▶ **STATED TASK**
Copy all of the records below word for word, leaving out the pictures.

━━━━━━━━━━━━━━━━━━━━

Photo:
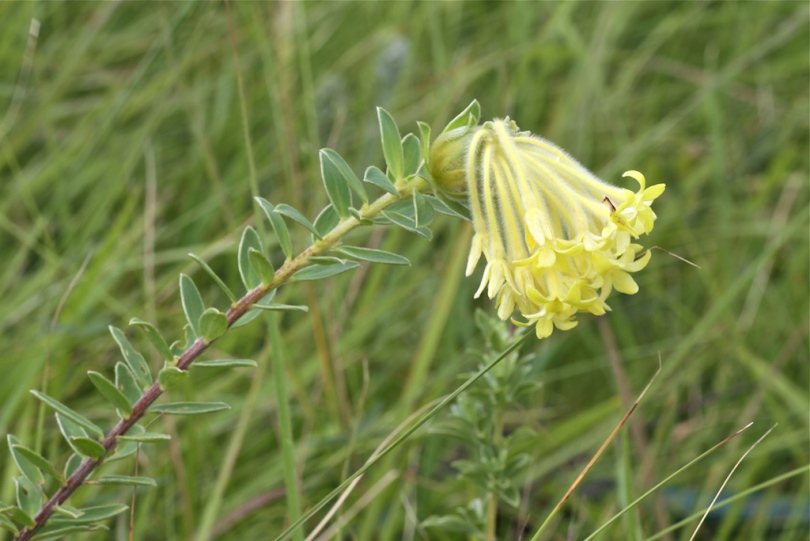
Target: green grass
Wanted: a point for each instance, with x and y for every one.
(126, 151)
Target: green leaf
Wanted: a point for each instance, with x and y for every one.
(67, 511)
(154, 336)
(89, 515)
(72, 464)
(19, 516)
(126, 383)
(468, 117)
(214, 277)
(422, 210)
(6, 524)
(424, 139)
(58, 531)
(124, 480)
(374, 256)
(449, 208)
(28, 467)
(146, 437)
(296, 216)
(20, 452)
(88, 447)
(412, 154)
(29, 496)
(70, 430)
(282, 307)
(250, 239)
(253, 314)
(134, 359)
(189, 408)
(213, 324)
(171, 377)
(337, 189)
(124, 448)
(279, 226)
(109, 391)
(69, 413)
(317, 272)
(226, 363)
(326, 221)
(392, 143)
(407, 223)
(375, 176)
(192, 305)
(326, 260)
(262, 266)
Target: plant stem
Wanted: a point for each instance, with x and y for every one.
(236, 311)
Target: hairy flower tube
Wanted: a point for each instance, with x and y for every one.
(557, 240)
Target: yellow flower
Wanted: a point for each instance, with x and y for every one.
(557, 240)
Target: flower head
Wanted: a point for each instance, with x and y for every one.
(557, 239)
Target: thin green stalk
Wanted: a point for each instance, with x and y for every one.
(285, 427)
(656, 487)
(402, 437)
(731, 499)
(184, 362)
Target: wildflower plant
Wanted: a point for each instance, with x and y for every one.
(556, 239)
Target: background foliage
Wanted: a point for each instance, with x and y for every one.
(124, 151)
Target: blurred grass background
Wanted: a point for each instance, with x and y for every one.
(122, 149)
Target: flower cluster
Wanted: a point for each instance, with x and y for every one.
(557, 240)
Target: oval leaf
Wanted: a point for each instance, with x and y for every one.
(347, 174)
(28, 467)
(412, 154)
(92, 514)
(58, 531)
(468, 117)
(296, 216)
(374, 256)
(72, 464)
(192, 304)
(109, 391)
(36, 460)
(337, 189)
(189, 408)
(250, 239)
(214, 277)
(213, 324)
(262, 266)
(375, 176)
(124, 480)
(154, 336)
(282, 307)
(134, 359)
(317, 272)
(392, 143)
(279, 226)
(69, 413)
(422, 210)
(326, 222)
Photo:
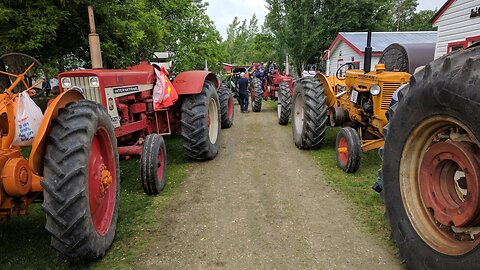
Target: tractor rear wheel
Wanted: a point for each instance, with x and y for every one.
(349, 150)
(257, 95)
(81, 182)
(226, 106)
(153, 164)
(309, 114)
(431, 165)
(201, 123)
(284, 105)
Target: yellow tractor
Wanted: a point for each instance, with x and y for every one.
(72, 168)
(357, 101)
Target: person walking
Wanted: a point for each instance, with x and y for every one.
(243, 91)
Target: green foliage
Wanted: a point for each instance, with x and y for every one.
(402, 12)
(306, 28)
(421, 21)
(56, 32)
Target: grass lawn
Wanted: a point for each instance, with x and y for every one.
(24, 243)
(355, 188)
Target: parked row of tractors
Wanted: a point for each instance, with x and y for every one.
(429, 143)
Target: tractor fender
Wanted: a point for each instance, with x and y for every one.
(328, 88)
(191, 82)
(38, 146)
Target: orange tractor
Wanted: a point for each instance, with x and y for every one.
(73, 167)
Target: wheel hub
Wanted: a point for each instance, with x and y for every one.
(450, 183)
(343, 150)
(106, 179)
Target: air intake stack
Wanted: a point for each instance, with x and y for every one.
(368, 53)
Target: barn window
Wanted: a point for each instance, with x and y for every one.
(454, 46)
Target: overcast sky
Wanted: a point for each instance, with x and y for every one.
(222, 12)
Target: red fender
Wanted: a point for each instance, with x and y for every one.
(191, 82)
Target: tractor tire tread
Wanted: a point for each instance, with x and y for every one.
(66, 179)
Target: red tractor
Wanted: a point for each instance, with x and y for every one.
(277, 87)
(140, 122)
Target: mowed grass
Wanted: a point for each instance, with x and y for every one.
(355, 188)
(24, 243)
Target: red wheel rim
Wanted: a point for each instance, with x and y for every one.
(342, 150)
(230, 108)
(102, 179)
(160, 164)
(453, 201)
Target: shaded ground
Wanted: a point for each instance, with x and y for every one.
(261, 204)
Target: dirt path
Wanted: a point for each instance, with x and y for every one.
(261, 205)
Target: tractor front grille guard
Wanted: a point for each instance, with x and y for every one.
(91, 93)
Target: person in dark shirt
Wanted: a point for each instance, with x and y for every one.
(243, 91)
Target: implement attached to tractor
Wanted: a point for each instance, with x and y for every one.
(356, 101)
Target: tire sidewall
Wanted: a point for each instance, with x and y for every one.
(297, 136)
(99, 241)
(212, 94)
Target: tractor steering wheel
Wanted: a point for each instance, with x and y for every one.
(31, 73)
(350, 66)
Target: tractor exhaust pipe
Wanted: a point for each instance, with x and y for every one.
(94, 41)
(368, 53)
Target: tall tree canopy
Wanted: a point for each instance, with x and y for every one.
(306, 28)
(56, 31)
(246, 43)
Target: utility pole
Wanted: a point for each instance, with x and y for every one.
(287, 66)
(94, 41)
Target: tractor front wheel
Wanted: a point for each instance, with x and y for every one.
(284, 106)
(201, 123)
(309, 115)
(81, 182)
(153, 164)
(257, 95)
(349, 150)
(226, 106)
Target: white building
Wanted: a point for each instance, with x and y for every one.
(458, 23)
(349, 47)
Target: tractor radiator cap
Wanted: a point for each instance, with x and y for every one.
(407, 57)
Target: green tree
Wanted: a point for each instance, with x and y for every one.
(306, 28)
(56, 31)
(402, 13)
(421, 21)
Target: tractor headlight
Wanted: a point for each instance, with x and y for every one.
(94, 82)
(375, 89)
(66, 83)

━━━━━━━━━━━━━━━━━━━━

▶ **EXPECTED OUTPUT**
Photo:
Target: green grass
Wanted: a point for each instance, with x and y for every one.
(126, 151)
Target: green leaf
Wanted: a point for each instance, with x and y for every one.
(67, 511)
(154, 336)
(89, 515)
(72, 464)
(19, 516)
(126, 383)
(468, 117)
(214, 277)
(422, 210)
(6, 524)
(424, 139)
(58, 531)
(124, 480)
(374, 256)
(449, 208)
(28, 467)
(146, 437)
(296, 216)
(20, 452)
(88, 447)
(412, 154)
(29, 496)
(70, 430)
(282, 307)
(250, 239)
(253, 314)
(134, 359)
(189, 408)
(213, 324)
(171, 377)
(337, 189)
(124, 448)
(279, 226)
(109, 391)
(69, 413)
(317, 272)
(226, 363)
(326, 221)
(392, 143)
(407, 223)
(375, 176)
(192, 305)
(326, 260)
(262, 266)
Target: plant stem
Wanted: a point for each instance, with x and y for every one.
(236, 311)
Target: hairy flower tube
Wanted: a point for each instance, with x and y for every one.
(557, 240)
Target: yellow flower
Wanted: a point for each instance, with x and y for every one.
(557, 240)
Target: flower head
Wanted: a point for each instance, with x and y for every one.
(557, 239)
Target: thin green stalk
Wanted: a point for each instance, with x and y for every one.
(285, 427)
(656, 487)
(402, 437)
(731, 499)
(184, 362)
Target: wildflower plant
Wanted: a point for each instance, with x and y for every one.
(556, 239)
Target: background foliage
Wanted: a point for each instance, with x and y for every one.
(124, 151)
Target: blurred grass background
Wanted: a point for each instance, with x and y for every one.
(122, 149)
Target: flower cluster
Wanted: a point for each instance, with x and y for every one.
(557, 240)
Target: oval leaf
Wanted: a point for each instance, with x and y for every one.
(347, 174)
(28, 467)
(412, 154)
(92, 514)
(58, 531)
(468, 117)
(296, 216)
(374, 256)
(72, 464)
(192, 304)
(109, 391)
(36, 460)
(337, 189)
(189, 408)
(250, 239)
(214, 277)
(213, 324)
(262, 266)
(375, 176)
(124, 480)
(154, 336)
(282, 307)
(134, 359)
(317, 272)
(392, 143)
(279, 226)
(69, 413)
(422, 210)
(326, 222)
Photo:
Target: tractor rear wheel
Wanted: a point for each instance, with x and y for every one.
(349, 150)
(257, 95)
(81, 182)
(226, 106)
(153, 164)
(309, 114)
(431, 165)
(201, 123)
(284, 105)
Target: yellow tractor
Wanted: a point for each instance, with x and y for every one.
(72, 168)
(357, 101)
Target: person walking
Wanted: a point for each instance, with x and y for every one.
(243, 91)
Target: green foliage
Wanted: a point for each instance, with x and y for every one.
(402, 12)
(306, 28)
(421, 21)
(56, 32)
Target: grass lawn
Wanted: a point for each instance, with x and y for every one.
(24, 243)
(355, 188)
Target: parked row of tractors
Wanted: a point for each instance, with x and y for every one.
(429, 143)
Target: tractor fender
Wanted: a point for each instance, with x and y for every one.
(328, 88)
(191, 82)
(38, 146)
Target: orange tractor
Wanted: a point for each instance, with x and y for every one.
(73, 167)
Target: wheel hub
Wanted: a point for each instance, with x and y for every one.
(450, 183)
(343, 150)
(106, 179)
Target: air intake stack
Wanted: a point for each instance, with x and y for every one.
(368, 53)
Target: barn window
Wanted: a point for each instance, with x and y for every one.
(454, 46)
Target: overcast sky
Wanted: a point for each instance, with x and y for every one.
(222, 12)
Target: red fender
Wanted: a point for each instance, with x and y for every one.
(191, 82)
Target: tractor tire tread
Wanted: a point for each instance, with x and y for every one.
(66, 179)
Target: red tractor
Wanted: a point for each instance, with x and y for every one.
(277, 87)
(140, 122)
Target: mowed grass
Wanted: a point for each instance, with x and y for every one.
(355, 188)
(24, 243)
Target: red wheel rim
Wanted: a point for each instance, with x and y for every one.
(342, 150)
(230, 108)
(102, 179)
(160, 164)
(453, 201)
Target: shaded ground
Wanted: a point for each instance, with x and y for every one.
(261, 204)
Target: dirt path
Wanted: a point for each instance, with x and y for every one.
(261, 205)
Target: tractor front grille guard
Wanted: a point for each instance, with x and y for every one.
(91, 93)
Target: person in dark shirt
Wanted: a point for each instance, with x and y for every one.
(243, 91)
Target: implement attached to tractor
Wanted: a point for each instance, with x and y for every one.
(356, 101)
Target: tire sidewall
Wanted: a point for each instance, with x and y for every one.
(297, 136)
(99, 241)
(212, 94)
Target: tractor steering wheel
Wanted: a point for each instance, with x and y for every one.
(31, 73)
(350, 66)
Target: tractor exhaust pipe
Wanted: a point for each instance, with x and y for every one.
(94, 41)
(368, 53)
Target: tall tree canopy
Wanted: a point for each instance, with x and y for every one.
(306, 28)
(56, 31)
(246, 43)
Target: utility pole
Wanted: a point for each instance, with x and y for every one.
(287, 66)
(94, 41)
Target: tractor front wheel
Wanted: a point for each instance, with x and y for every one.
(284, 106)
(201, 123)
(309, 115)
(81, 182)
(153, 164)
(257, 95)
(349, 150)
(226, 106)
Target: white building
Wanted: a point for each instance, with x and y for every one.
(458, 23)
(349, 47)
Target: tractor radiator cap
Wanted: a point for each instance, with x and y for every one.
(407, 57)
Target: green tree
Wanted: a point for each instance, with x and y for every one.
(306, 28)
(56, 31)
(402, 13)
(421, 21)
Target: tractor headlight
Wanted: a point for each instance, with x and y for every one.
(94, 82)
(375, 89)
(66, 83)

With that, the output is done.